OBJECTIVE: Reproduce verbatim the rows below from the line with "Is there any white dress" to the line with "left=97, top=0, right=380, bottom=165", including both of those lines.

======== GIVEN RECORDS ========

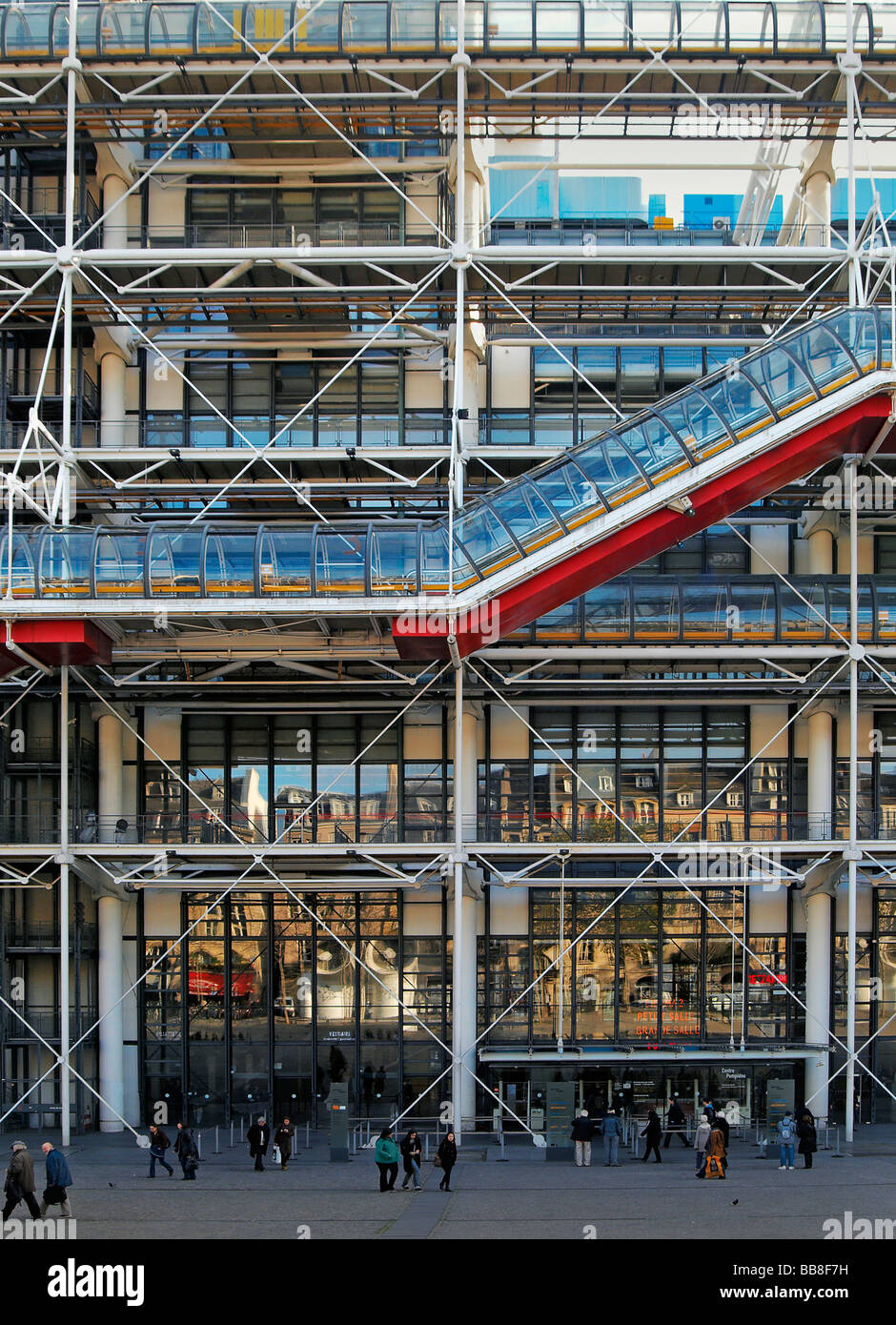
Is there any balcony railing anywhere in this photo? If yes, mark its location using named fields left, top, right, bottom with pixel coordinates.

========
======== GIVEN RECORDS ========

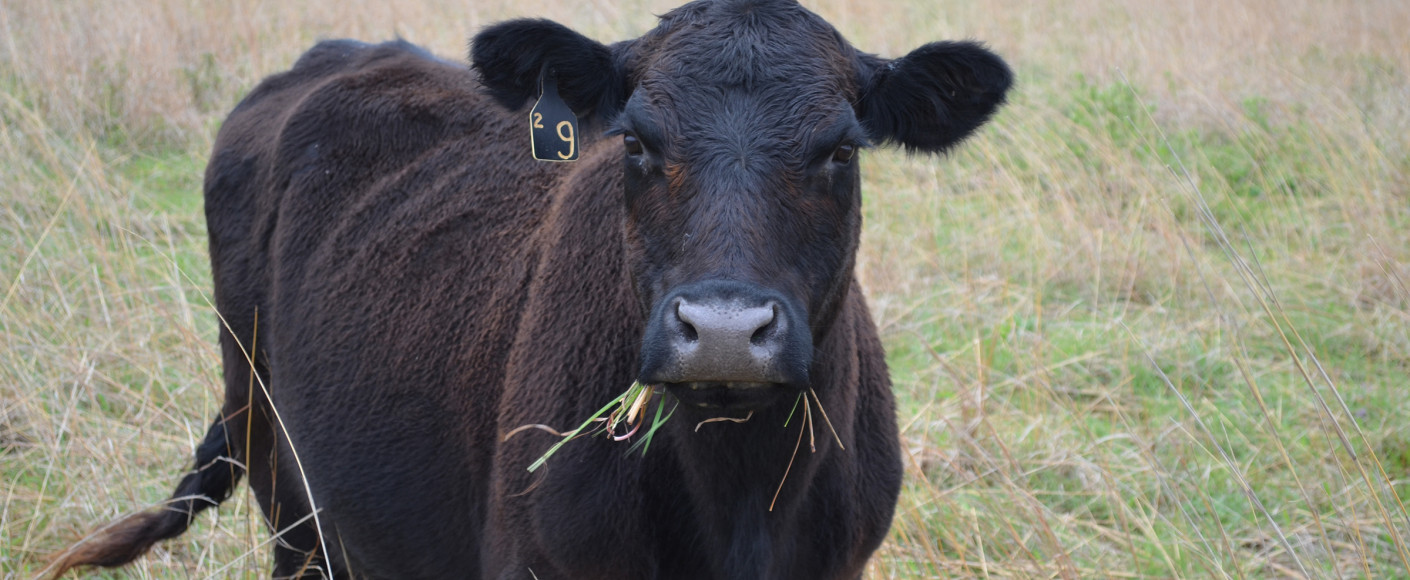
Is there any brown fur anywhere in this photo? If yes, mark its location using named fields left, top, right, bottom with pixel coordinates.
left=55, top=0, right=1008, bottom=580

========
======== GIVEN RECORDS ========

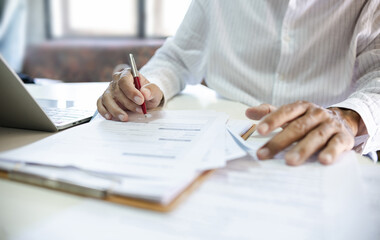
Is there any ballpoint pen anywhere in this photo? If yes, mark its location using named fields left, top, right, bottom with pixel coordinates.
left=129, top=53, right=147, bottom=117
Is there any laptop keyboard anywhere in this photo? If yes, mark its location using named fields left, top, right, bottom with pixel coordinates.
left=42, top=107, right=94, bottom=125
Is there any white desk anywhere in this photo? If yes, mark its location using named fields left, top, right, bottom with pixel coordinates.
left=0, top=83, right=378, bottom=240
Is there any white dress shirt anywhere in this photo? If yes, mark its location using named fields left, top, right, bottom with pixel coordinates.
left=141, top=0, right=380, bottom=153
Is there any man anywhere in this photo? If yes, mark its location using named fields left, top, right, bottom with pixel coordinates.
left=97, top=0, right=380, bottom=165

========

WRITTEN ANSWER:
Is there any white dress shirt anywhere in this photo? If yes, mark its location using named fields left, top, right, bottom with pixel coordinates.
left=141, top=0, right=380, bottom=153
Is there any man anywhere in this photo? If yes, mark its location using named fields left, top, right, bottom with pixel coordinates.
left=97, top=0, right=380, bottom=165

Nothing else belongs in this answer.